## Provided passage
------
In announcing the record-breaking $5-billion fine against Facebook for its relentless privacy violations, Federal Trade Commission Chairman Joe Simons and his two Republican colleagues on Wednesday pronounced themselves “extremely proud” of the settlement.
Despite their crowing about the “landmark penalty and conduct relief” that the FTC extracted from the giant social media company, it’s hard to see what they’re proud of. The settlement demonstrates the essential toothlessness of the FTC’s approach to manifest legal wrongdoing and its unwillingness to bring individual wrongdoers to account.
That’s because the “conduct relief” that the FTC imposed on Facebook will be plainly ineffective and easy for the company to subvert, and Facebook’s management, including Chairman and CEO Mark Zuckerberg, Chief Operating Officer Sheryl Sandberg and the entire board of directors are receiving a release from all liability for the company’s past violations.
I started Facebook, I run it, and I’m responsible for what happens here.
Yes, Zuckerberg would face potential “personal liability, including civil and criminal penalties,” for future violations of the settlement, as the Simons statement observed. But he could have been held liable for violations of the consent order the company signed in 2012, which gave rise to Wednesday’s announced settlement, and wasn’t. “Our complaint announced today alleges that Facebook failed to live up to its commitments under that order,” Simons acknowledged.
Why should he think matters will be different the next time around?
------
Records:
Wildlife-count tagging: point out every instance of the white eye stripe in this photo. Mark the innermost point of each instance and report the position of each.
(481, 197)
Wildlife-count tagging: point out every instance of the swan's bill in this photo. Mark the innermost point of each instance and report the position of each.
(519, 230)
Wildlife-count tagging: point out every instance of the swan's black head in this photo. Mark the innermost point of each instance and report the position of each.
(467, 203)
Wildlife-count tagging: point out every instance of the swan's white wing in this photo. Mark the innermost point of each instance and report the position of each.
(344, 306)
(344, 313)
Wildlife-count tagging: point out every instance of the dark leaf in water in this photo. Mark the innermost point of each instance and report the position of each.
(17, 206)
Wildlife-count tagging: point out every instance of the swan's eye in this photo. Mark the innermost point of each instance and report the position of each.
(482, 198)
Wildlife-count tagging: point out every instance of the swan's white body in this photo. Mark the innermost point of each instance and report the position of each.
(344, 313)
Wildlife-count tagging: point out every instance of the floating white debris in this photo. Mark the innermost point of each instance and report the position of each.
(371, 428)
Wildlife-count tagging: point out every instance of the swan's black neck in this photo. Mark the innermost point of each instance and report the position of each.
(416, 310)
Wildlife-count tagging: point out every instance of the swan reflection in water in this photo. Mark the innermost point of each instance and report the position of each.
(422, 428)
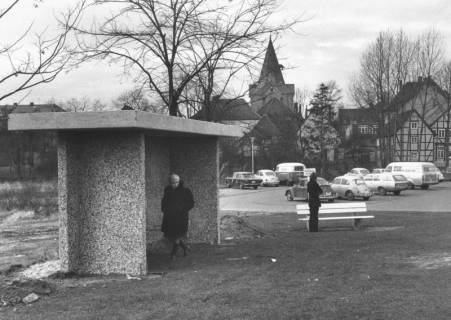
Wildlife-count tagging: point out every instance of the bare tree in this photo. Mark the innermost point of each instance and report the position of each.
(429, 59)
(444, 78)
(83, 104)
(136, 99)
(49, 57)
(171, 43)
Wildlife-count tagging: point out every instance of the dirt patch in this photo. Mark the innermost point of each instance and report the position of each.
(377, 229)
(432, 261)
(234, 227)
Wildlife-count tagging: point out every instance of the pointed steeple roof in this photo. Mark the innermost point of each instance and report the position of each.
(271, 70)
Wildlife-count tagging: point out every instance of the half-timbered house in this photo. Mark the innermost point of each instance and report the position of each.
(416, 122)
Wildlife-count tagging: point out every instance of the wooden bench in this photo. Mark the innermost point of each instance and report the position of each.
(336, 211)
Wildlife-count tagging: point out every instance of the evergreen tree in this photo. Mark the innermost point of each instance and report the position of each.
(318, 135)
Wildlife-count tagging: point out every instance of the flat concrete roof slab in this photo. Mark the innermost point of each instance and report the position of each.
(109, 120)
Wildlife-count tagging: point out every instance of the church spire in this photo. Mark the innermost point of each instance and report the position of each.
(271, 70)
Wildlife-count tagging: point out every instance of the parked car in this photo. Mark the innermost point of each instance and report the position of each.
(386, 182)
(243, 180)
(288, 172)
(419, 174)
(359, 172)
(309, 171)
(268, 177)
(299, 190)
(350, 187)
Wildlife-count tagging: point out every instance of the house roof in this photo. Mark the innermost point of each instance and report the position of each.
(271, 70)
(360, 115)
(228, 110)
(265, 128)
(410, 90)
(30, 108)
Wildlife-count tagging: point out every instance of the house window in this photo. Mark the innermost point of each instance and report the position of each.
(366, 129)
(440, 152)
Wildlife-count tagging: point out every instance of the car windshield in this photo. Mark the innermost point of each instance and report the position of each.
(427, 168)
(399, 177)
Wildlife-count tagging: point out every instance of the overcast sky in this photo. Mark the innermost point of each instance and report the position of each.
(327, 46)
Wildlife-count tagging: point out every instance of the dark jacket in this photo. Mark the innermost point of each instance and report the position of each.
(175, 206)
(314, 190)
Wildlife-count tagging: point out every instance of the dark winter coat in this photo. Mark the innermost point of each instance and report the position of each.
(314, 190)
(175, 206)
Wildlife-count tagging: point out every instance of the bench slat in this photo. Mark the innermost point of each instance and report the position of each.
(339, 218)
(335, 205)
(331, 211)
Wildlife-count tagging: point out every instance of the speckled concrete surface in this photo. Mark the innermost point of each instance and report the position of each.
(102, 202)
(196, 161)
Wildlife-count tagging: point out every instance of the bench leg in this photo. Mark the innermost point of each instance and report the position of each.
(357, 223)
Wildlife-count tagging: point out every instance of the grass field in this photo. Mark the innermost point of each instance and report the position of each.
(397, 267)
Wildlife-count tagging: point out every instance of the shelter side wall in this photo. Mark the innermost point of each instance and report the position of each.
(196, 160)
(68, 203)
(157, 172)
(110, 214)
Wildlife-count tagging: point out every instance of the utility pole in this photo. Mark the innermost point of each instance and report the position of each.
(252, 153)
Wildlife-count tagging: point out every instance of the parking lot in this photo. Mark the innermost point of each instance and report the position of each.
(272, 199)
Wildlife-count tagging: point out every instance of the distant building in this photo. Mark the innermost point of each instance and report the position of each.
(271, 85)
(417, 120)
(26, 154)
(270, 115)
(358, 129)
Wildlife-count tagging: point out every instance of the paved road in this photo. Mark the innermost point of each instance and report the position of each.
(436, 199)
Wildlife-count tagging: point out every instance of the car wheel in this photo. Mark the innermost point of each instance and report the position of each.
(381, 191)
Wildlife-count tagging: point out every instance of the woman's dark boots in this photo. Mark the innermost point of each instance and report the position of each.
(175, 248)
(184, 247)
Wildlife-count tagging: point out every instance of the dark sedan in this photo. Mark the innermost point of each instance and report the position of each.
(299, 190)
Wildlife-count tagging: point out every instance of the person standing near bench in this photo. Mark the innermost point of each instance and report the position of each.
(176, 203)
(313, 190)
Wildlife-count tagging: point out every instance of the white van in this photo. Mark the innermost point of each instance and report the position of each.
(289, 171)
(419, 174)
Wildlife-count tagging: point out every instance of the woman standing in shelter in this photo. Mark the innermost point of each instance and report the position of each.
(176, 203)
(314, 190)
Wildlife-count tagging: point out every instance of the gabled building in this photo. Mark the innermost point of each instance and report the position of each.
(358, 130)
(416, 121)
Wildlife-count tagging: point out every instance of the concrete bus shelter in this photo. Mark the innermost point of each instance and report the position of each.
(112, 170)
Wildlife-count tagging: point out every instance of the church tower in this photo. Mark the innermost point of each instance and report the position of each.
(271, 85)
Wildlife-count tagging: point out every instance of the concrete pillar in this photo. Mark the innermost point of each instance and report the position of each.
(102, 202)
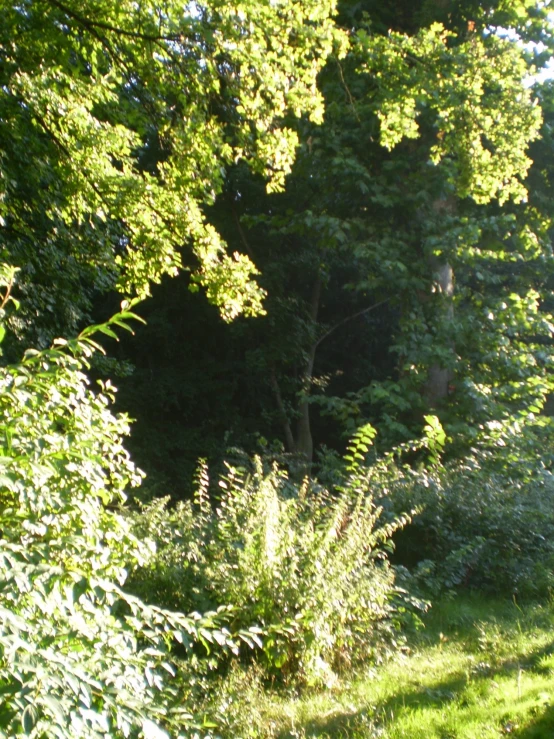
------
## To do
[1] In the article on the Facebook settlement, what year did Facebook sign the earlier consent order?
[2] Echo the passage from the article on the Facebook settlement that opens with the words containing "Despite their crowing" and closes with "company’s past violations.".

## Task answers
[1] 2012

[2]
Despite their crowing about the “landmark penalty and conduct relief” that the FTC extracted from the giant social media company, it’s hard to see what they’re proud of. The settlement demonstrates the essential toothlessness of the FTC’s approach to manifest legal wrongdoing and its unwillingness to bring individual wrongdoers to account.
That’s because the “conduct relief” that the FTC imposed on Facebook will be plainly ineffective and easy for the company to subvert, and Facebook’s management, including Chairman and CEO Mark Zuckerberg, Chief Operating Officer Sheryl Sandberg and the entire board of directors are receiving a release from all liability for the company’s past violations.